>> start PAGE EXTRACT
Idaho native and Yellow Red Sparks lead singer Joshua Hanson can proudly boast that he wrote one of the best songs of 2012. It was recently announced that Hanson took the grand prize from the International Songwriting Competition, which picks the best of the best from over 20,000 tracks as judged by numerous big names, including Tom Waits, The Cure’s Robert Smith, jazz legend McCoy Tyner, and …Selena Gomez. Needless to say, Hanson was left incredulous, and rightfully so: For most it would be enough to just know that the names listed above just listened to your track. But for them to decide that yours is the best is enough to leave a mark on a songwriter forever.
The song in question is “Monsters With Misdemeanours,” the centrepiece to the self-titled album from Yellow Red Sparks. At first, it’s not a particularly assuming track, with acoustic jangles and scuffing and brushing drums. But allow it to play on and it opens itself up rather beautifully, with strings, reassuring sighs of brass, and some pleasantly executed backing vocals. As an instrumental it would likely still perk your ears, but with Hanson’s earnest vocals overlaying the mix, it all comes together. The song might not change your life, but it’s hard to come out of it and not agree that it’s astutely put together while retaining an appeal that will extend to a wide audience.
>> end PAGE EXTRACT
>> start DATASET ROWS
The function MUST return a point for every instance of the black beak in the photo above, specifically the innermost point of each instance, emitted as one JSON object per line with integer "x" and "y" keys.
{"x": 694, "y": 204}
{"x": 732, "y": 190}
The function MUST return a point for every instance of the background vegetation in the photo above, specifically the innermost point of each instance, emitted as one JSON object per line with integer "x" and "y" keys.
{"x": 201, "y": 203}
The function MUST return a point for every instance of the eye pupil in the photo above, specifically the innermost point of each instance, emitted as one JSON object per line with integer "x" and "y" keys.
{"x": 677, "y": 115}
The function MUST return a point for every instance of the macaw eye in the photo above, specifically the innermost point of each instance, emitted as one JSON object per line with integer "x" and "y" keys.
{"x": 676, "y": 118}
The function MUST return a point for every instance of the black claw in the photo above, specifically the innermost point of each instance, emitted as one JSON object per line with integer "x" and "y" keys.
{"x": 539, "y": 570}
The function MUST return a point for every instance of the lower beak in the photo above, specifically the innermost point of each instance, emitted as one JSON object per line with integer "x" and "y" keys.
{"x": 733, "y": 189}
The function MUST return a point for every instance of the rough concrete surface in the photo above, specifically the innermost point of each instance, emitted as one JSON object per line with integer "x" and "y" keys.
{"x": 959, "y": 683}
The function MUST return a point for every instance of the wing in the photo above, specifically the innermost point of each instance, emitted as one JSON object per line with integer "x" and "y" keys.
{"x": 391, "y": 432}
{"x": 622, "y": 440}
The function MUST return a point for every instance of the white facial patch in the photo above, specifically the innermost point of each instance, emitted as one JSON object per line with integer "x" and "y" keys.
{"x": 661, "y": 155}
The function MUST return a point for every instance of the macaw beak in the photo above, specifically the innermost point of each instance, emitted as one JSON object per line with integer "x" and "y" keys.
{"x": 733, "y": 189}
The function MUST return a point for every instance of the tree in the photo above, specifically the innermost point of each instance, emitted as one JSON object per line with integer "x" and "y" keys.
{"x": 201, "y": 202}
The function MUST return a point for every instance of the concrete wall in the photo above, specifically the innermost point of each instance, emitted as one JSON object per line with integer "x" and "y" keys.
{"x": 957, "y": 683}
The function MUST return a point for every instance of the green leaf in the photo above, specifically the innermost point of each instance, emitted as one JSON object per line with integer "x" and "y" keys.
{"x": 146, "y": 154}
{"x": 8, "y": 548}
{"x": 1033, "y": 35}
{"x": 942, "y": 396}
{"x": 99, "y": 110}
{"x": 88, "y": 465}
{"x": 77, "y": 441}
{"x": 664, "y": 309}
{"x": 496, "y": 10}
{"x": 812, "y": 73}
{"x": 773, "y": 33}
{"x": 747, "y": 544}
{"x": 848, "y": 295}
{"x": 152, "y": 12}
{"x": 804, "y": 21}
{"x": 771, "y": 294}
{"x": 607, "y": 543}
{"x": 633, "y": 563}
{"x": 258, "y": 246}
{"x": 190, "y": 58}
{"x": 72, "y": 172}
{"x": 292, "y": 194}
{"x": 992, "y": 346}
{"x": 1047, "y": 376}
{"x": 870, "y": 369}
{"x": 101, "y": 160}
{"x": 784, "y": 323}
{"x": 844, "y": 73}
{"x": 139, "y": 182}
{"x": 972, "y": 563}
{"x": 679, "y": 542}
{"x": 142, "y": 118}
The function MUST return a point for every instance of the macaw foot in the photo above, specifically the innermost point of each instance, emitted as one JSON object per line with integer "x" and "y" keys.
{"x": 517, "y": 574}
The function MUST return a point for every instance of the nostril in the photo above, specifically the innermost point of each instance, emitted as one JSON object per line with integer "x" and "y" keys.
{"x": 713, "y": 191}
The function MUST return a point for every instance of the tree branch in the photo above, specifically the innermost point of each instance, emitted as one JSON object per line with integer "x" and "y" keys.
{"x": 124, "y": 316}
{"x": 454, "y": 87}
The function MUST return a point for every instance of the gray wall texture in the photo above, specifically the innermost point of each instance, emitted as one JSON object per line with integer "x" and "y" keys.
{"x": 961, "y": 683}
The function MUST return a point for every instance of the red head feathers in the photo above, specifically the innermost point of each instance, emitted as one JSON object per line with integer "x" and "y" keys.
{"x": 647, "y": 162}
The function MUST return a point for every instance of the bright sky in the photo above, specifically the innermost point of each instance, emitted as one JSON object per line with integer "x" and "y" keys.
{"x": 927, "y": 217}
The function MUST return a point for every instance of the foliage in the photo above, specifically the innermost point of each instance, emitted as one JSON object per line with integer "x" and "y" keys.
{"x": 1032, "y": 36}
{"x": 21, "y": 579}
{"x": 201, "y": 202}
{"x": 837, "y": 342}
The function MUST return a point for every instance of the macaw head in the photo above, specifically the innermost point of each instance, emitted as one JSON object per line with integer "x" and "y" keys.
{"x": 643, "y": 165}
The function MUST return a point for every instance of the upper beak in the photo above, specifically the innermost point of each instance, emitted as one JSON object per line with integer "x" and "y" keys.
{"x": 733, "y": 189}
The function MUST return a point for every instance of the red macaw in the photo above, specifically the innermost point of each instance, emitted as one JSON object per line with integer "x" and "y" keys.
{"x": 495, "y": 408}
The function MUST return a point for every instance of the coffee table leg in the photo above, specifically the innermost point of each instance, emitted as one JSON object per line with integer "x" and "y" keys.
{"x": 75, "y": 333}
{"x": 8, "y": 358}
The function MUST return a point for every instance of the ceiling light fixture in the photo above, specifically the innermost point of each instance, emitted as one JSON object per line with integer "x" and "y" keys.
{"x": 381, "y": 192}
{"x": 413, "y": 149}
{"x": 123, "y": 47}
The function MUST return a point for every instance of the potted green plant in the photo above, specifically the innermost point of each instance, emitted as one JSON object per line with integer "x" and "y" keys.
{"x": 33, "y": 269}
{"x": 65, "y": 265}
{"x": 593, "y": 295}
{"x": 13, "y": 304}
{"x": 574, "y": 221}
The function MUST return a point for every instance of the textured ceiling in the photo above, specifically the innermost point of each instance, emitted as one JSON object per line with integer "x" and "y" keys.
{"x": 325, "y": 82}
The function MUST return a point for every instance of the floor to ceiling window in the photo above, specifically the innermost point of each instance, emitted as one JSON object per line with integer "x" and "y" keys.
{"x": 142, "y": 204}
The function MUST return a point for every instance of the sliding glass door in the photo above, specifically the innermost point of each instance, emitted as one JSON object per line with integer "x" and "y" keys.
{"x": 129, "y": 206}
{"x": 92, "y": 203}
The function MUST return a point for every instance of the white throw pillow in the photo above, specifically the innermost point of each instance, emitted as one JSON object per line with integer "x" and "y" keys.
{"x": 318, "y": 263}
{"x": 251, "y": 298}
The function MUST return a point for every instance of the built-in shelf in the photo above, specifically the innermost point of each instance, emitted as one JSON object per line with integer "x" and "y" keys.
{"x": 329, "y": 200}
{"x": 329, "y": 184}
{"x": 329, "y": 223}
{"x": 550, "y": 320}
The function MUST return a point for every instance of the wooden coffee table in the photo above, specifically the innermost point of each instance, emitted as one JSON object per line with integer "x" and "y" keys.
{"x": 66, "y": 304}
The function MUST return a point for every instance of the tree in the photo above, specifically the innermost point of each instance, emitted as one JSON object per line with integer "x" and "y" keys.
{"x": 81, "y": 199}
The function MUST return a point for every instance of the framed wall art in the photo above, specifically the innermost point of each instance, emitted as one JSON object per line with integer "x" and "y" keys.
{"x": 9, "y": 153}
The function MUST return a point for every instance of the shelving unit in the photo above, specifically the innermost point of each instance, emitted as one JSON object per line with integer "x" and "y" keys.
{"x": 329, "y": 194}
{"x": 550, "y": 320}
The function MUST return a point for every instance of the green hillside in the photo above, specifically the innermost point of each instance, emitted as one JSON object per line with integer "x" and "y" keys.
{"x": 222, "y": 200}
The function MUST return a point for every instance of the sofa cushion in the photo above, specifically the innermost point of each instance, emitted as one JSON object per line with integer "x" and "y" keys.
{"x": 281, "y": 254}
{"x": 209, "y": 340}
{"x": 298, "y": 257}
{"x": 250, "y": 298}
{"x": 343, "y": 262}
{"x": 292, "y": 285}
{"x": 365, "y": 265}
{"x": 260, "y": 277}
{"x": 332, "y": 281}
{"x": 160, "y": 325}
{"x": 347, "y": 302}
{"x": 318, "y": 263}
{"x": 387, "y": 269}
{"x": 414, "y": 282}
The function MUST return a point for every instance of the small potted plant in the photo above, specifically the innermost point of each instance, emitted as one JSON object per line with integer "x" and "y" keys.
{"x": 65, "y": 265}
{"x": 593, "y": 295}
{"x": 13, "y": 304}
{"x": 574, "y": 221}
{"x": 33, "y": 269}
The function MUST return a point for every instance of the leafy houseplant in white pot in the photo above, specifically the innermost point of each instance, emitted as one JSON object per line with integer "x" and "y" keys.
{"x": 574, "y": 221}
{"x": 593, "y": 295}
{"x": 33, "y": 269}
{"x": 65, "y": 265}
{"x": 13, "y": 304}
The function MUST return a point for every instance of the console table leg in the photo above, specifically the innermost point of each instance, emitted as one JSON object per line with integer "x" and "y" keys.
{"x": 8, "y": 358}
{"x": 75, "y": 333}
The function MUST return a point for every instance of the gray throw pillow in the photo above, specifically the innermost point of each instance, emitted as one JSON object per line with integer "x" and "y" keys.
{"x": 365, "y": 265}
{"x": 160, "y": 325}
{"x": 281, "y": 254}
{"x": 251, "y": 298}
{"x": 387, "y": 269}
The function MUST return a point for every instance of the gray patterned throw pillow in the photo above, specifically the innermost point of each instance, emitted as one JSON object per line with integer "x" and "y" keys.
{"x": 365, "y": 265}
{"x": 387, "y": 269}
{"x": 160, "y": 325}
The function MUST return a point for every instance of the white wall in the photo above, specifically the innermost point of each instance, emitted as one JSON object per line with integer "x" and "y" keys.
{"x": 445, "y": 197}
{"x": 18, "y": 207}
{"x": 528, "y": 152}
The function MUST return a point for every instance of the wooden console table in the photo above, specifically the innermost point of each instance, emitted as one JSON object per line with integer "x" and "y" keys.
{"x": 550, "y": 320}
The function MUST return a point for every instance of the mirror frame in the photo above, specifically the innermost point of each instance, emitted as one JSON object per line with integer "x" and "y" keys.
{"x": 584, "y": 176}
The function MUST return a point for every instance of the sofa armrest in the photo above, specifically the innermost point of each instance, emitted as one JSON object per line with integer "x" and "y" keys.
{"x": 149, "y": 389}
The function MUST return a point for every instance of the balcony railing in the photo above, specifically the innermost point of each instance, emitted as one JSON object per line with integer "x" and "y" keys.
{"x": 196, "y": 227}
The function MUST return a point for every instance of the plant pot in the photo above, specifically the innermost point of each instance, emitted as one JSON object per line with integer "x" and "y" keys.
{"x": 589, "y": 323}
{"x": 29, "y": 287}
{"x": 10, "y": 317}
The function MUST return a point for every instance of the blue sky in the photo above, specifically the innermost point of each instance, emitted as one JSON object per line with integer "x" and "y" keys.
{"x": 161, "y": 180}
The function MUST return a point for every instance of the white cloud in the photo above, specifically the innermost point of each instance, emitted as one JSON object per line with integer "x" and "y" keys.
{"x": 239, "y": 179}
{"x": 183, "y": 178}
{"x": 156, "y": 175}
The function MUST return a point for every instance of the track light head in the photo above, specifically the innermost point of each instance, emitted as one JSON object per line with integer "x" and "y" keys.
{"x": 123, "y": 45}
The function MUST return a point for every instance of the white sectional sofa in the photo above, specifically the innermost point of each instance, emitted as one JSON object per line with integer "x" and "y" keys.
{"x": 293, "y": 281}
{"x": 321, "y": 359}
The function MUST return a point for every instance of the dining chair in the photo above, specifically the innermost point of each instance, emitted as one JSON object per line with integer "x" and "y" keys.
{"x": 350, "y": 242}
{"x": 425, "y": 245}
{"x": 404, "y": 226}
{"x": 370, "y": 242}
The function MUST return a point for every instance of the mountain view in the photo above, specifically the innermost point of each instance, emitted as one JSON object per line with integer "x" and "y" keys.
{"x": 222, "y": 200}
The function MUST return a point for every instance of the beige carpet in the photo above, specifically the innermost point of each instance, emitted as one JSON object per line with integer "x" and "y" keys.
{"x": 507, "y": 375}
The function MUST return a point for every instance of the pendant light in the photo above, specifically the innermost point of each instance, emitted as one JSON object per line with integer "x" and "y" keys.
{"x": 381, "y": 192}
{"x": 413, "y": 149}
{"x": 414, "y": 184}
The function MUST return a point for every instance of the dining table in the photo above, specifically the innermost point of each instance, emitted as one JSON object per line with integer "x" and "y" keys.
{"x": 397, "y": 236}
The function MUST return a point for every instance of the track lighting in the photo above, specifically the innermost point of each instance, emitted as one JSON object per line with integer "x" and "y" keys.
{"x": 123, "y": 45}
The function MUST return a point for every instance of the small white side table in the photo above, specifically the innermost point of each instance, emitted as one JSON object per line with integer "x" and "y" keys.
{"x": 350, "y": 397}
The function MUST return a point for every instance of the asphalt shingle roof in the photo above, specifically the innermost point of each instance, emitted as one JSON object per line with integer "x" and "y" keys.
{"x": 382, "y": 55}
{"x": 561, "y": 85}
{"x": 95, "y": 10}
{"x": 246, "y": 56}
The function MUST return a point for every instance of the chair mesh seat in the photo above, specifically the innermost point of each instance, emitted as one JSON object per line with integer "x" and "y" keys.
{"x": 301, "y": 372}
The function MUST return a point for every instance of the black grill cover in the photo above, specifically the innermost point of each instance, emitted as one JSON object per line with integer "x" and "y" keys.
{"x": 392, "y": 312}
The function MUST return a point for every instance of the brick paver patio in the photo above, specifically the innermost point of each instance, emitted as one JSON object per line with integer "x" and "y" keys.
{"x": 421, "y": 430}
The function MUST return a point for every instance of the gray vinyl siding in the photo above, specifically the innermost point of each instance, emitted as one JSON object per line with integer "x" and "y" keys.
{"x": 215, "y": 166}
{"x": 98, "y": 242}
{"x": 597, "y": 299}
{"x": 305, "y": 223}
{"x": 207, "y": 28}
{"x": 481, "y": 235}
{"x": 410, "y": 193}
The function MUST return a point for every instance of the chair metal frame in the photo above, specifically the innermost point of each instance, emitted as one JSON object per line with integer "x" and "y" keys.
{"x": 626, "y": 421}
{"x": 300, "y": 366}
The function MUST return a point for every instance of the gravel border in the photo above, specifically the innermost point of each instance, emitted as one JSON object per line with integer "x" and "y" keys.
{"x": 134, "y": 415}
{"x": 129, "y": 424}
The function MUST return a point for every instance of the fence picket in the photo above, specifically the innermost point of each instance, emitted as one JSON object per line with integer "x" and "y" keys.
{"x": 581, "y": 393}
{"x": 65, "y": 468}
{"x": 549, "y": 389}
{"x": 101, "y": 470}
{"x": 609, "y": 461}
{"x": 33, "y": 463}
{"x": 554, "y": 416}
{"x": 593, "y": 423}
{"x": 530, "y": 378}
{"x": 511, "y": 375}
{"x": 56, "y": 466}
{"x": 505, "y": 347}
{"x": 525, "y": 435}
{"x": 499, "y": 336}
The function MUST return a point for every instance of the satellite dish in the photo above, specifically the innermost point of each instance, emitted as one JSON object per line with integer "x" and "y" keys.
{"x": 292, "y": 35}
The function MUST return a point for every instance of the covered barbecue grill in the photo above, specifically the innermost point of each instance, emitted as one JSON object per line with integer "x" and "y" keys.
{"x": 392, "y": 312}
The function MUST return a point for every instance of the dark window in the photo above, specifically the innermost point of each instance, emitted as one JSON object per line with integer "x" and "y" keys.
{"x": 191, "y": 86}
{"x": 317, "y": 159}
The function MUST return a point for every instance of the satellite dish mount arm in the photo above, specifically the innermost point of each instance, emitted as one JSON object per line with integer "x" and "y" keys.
>> end DATASET ROWS
## EXERCISE SET:
a) Answer these questions about the article on Joshua Hanson's songwriting prize:
(i) Which competition awarded Hanson its grand prize?
(ii) What is the title of the winning song?
(iii) Of which album is that song the centerpiece?
b) Write the next part of the article on Joshua Hanson's prize-winning song.

## ANSWERS TO THE PROBLEMS:
a)
(i) The International Songwriting Competition.
(ii) "Monsters With Misdemeanours."
(iii) The self-titled album from Yellow Red Sparks.

b)
But it’s not all Yellow Red Sparks has to offer. Another competitor for Hanson’s best song follows “Monsters,” in the form of “A Play To End All Plays” which lives up to its title and delivers a theatrical show of its own. Complete with a choir, dramatic violins, and an emotional build constructed around the word “pain,” it’s just as likely to stir an emotion or two within. “A Play To End All Plays” also serves as one of the two examples of the kind of Yellow Red Sparks songs that catch the attention of the listener best: the loud kind. While Hanson’s vocals do occasionally hit on gentleness, they never reduce to something near a whisper; its fortitude acts as the impetus for the songs here. When a storm is brewing in the music, however, Hanson sweeps himself up with it quickly, as evidenced with his coolly deranged performance on “A Play To End All plays” and the fiery “My Machine Gun.”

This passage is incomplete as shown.